■ **WHAT YOU WILL DO**
Go through the records underneath and write each one out again exactly.
* * * * * * * * *
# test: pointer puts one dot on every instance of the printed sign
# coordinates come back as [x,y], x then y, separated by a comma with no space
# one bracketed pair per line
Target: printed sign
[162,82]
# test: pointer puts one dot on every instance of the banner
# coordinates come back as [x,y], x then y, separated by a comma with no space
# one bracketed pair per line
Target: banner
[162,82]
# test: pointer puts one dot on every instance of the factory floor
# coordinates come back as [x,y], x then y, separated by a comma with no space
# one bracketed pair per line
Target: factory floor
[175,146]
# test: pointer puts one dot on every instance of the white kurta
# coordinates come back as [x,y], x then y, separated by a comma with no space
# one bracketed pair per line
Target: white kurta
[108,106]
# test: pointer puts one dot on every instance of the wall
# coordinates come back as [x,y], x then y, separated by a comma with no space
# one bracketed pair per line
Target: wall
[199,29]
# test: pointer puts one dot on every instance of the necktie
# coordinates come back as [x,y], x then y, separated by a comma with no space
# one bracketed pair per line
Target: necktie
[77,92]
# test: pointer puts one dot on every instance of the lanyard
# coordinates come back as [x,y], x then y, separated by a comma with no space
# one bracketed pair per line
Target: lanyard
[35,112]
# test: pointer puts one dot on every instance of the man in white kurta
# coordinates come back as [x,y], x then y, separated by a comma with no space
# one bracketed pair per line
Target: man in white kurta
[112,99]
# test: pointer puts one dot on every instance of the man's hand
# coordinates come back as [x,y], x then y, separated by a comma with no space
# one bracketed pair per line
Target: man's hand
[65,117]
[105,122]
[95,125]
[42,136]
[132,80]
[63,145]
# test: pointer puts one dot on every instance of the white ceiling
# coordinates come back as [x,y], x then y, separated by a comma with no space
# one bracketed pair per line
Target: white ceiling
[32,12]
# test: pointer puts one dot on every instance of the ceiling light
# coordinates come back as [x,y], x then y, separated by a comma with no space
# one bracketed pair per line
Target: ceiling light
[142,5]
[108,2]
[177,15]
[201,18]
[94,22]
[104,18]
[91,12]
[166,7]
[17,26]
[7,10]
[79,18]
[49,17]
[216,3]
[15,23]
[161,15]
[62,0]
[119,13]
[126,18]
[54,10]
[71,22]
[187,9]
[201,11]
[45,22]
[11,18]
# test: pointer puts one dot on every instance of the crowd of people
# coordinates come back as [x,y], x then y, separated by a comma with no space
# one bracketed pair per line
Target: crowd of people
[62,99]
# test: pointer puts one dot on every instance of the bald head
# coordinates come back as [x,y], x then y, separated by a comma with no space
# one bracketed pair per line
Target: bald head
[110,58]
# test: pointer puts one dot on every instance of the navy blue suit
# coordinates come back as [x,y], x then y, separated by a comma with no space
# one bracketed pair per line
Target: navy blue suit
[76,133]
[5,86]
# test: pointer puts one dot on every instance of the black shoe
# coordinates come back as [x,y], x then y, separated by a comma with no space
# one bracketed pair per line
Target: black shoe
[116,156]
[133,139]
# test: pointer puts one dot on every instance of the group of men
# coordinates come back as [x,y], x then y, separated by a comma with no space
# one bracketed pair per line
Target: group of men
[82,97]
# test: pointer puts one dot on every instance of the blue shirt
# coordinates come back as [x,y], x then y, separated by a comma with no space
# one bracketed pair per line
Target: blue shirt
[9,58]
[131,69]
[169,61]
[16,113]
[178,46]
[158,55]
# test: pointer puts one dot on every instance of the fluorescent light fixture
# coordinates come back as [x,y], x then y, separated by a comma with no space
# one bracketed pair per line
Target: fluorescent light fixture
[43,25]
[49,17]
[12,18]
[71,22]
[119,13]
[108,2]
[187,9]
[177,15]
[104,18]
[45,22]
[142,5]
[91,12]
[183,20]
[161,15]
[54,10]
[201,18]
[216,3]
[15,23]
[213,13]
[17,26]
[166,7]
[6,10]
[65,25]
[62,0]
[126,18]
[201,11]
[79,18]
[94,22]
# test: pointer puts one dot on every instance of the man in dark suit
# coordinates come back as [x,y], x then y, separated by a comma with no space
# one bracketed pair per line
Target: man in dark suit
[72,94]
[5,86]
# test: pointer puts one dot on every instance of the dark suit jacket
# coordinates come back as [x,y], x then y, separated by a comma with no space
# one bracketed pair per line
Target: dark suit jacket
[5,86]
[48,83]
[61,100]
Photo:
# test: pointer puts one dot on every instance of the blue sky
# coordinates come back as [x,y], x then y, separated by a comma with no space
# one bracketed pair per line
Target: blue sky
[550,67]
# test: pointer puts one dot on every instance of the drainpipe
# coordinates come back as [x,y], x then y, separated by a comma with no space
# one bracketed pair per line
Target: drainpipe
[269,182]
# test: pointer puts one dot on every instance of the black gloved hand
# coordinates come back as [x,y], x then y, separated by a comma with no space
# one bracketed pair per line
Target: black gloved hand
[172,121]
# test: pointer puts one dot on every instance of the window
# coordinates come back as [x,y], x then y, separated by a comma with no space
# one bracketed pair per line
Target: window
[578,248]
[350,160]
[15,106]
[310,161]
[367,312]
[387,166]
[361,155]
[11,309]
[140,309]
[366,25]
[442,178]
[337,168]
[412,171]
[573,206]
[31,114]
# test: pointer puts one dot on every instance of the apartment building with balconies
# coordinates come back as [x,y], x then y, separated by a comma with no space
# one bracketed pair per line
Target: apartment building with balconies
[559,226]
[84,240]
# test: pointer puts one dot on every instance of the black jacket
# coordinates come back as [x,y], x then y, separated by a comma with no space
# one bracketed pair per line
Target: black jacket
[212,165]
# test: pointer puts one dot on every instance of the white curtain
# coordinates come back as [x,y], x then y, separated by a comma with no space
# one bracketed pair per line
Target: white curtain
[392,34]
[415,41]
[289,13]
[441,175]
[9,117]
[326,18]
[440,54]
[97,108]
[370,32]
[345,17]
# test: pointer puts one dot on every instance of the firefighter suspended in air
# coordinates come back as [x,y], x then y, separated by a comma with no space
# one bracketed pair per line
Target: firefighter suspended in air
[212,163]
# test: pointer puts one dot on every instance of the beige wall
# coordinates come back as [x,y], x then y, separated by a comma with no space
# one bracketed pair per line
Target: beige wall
* * * * * * * * *
■ **FINISHED ANSWER**
# test: pointer puts one dot on every instance of the printed sign
# coordinates come back as [x,y], x then y, separated by a comma with no space
# one bracketed pair per line
Target: printed sign
[162,82]
# test: pointer puts one dot on every instance of the banner
# coordinates come back as [x,y], x then y, separated by a comma with no space
# one bracketed pair per line
Target: banner
[162,82]
# test: pointer puts one dot on every instance of the factory floor
# coordinates come back as [x,y], x then y, separated by a comma with no space
# one bracketed pair per line
Target: factory floor
[175,146]
# test: pointer puts one dot on every instance of the white kurta
# coordinates come back as [x,y], x then y, separated by a comma with no space
# one bracketed pair per line
Target: white kurta
[108,106]
# test: pointer puts one dot on every instance of the wall
# coordinates come back as [x,y], x then y, separated by a comma with no space
# one bracketed pair per line
Target: wall
[199,29]
# test: pointer puts one dot on every instance of the necktie
# coordinates come back as [x,y], x then y, separated by a comma with no space
# one bracketed pair per line
Target: necktie
[77,92]
# test: pointer puts one dot on every instance of the lanyard
# coordinates come back as [x,y], x then y, separated by a comma with no space
# one bracketed pair per line
Target: lanyard
[35,112]
# test: pointer puts one dot on every instance of the man in white kurta
# coordinates come back as [x,y], x then y, separated by a comma with no space
# one bracketed pair per line
Target: man in white kurta
[112,99]
# test: pointer puts one dot on every instance of the man's hand
# coordinates come back as [x,y], x then y, separated by a comma with no space
# one bracketed pair per line
Target: man's hand
[65,117]
[105,122]
[95,125]
[42,136]
[132,80]
[63,145]
# test: pointer puts one dot on every instance of the white ceiling
# coordinates come back as [x,y], x then y, separated by a comma with no space
# one bracketed pair per line
Target: white ceiling
[32,12]
# test: pointer puts one dot on every instance of the ceiling light
# coordinates come back as [x,y], x then y, separated by a comma with no space
# one bracketed pair per line
Target: ceiling light
[142,5]
[108,2]
[177,15]
[201,18]
[94,22]
[104,18]
[91,12]
[166,7]
[17,26]
[7,10]
[79,18]
[49,17]
[216,3]
[15,23]
[161,15]
[62,0]
[119,13]
[126,18]
[54,10]
[71,22]
[187,9]
[201,11]
[45,22]
[11,18]
# test: pointer puts one dot on every instance of the crowd of people
# coordinates come back as [x,y], x then y, separated by a comma with no space
# one bracketed pair per line
Target: crowd of people
[62,99]
# test: pointer puts one dot on every instance of the bald head
# coordinates come back as [x,y], x then y, separated by a comma with no space
# one bracketed pair per line
Target: bald head
[110,58]
# test: pointer puts one dot on every instance of the navy blue suit
# coordinates come back as [x,y], x then y, separated by a comma with no space
# one bracketed pair per line
Target: navy blue suit
[76,133]
[5,86]
# test: pointer puts one dot on every instance of the black shoe
# coordinates come back as [x,y], x then y, separated by a comma with no space
# one bracketed pair per line
Target: black shoe
[116,156]
[133,139]
# test: pointer puts one dot on every instance of the group of men
# coordinates come back as [x,y], x then y, separated by a comma with no space
# one bracketed pair per line
Target: group of men
[82,97]
# test: pointer puts one dot on every instance of the blue shirt
# coordinates come back as [x,y], x then y, separated by a comma with no space
# one bracketed pair per line
Target: blue shirt
[9,58]
[131,69]
[169,61]
[16,113]
[178,46]
[158,55]
# test: pointer puts one dot on every instance of the fluorescent light fixture
# coordinates come back as [x,y], x then y, separated by a comma with no space
# one bracketed pair per line
Target: fluorescent light fixture
[43,25]
[49,17]
[12,18]
[71,22]
[119,13]
[108,2]
[187,9]
[177,15]
[104,18]
[45,22]
[142,5]
[91,12]
[183,20]
[161,15]
[54,10]
[201,18]
[216,3]
[15,23]
[213,13]
[17,26]
[166,7]
[6,10]
[65,25]
[62,0]
[126,18]
[201,11]
[79,18]
[94,22]
# test: pointer puts one dot on every instance of the man in dark suit
# coordinates come back as [x,y], x then y, separated by a comma with no space
# one bracketed pair per line
Target: man in dark suit
[72,94]
[5,86]
# test: pointer puts one dot on every instance of the dark suit jacket
# coordinates come back as [x,y], x then y, separated by a comma with no space
# one bracketed pair per line
Target: dark suit jacket
[5,86]
[48,83]
[61,100]
Photo:
# test: pointer puts one dot on every instance of the blue sky
# coordinates come back as [x,y], x then y, separated by a comma with no space
# one bracketed pair per line
Target: blue sky
[550,67]
# test: pointer puts one dot on every instance of the drainpipe
# coordinates come back as [x,y], x then y, separated by a comma with no space
# one bracketed pair per line
Target: drainpipe
[269,182]
# test: pointer puts one dot on every instance of the black gloved hand
# coordinates come back as [x,y], x then y, separated by a comma with no space
# one bracketed pair per line
Target: black gloved hand
[172,121]
# test: pointer puts one dot on every instance of the window
# coordinates come back as [x,y], x then y, separated by a comma with no space
# one bracketed pair per line
Target: window
[578,248]
[350,160]
[15,106]
[310,161]
[367,312]
[387,166]
[361,155]
[11,309]
[140,309]
[366,25]
[442,178]
[337,168]
[412,171]
[573,206]
[31,114]
# test: pointer puts one dot on every instance of the apartment building with balconies
# coordinates come back as [x,y], x then y, separated by a comma with no space
# one bracketed pair per line
Target: apartment building with balconies
[559,226]
[84,240]
# test: pointer puts one dot on every instance of the black jacket
# coordinates come back as [x,y], x then y, separated by a comma with no space
# one bracketed pair per line
Target: black jacket
[212,165]
# test: pointer puts one dot on every instance of the white curtain
# coordinates come back as [x,y], x then y, separated by a comma with no space
# one bracketed pair per line
Target: white curtain
[392,34]
[415,41]
[289,13]
[441,175]
[9,117]
[326,18]
[440,54]
[97,108]
[370,32]
[345,17]
# test: pointer puts one dot on every instance of the firefighter suspended in air
# coordinates come back as [x,y], x then y, separated by a comma with no space
# one bracketed pair per line
Target: firefighter suspended in air
[212,163]
# test: pointer puts one dot on every instance of the beige wall
# coordinates come back as [x,y], x then y, separated by a comma with no space
# one bracketed pair per line
Target: beige wall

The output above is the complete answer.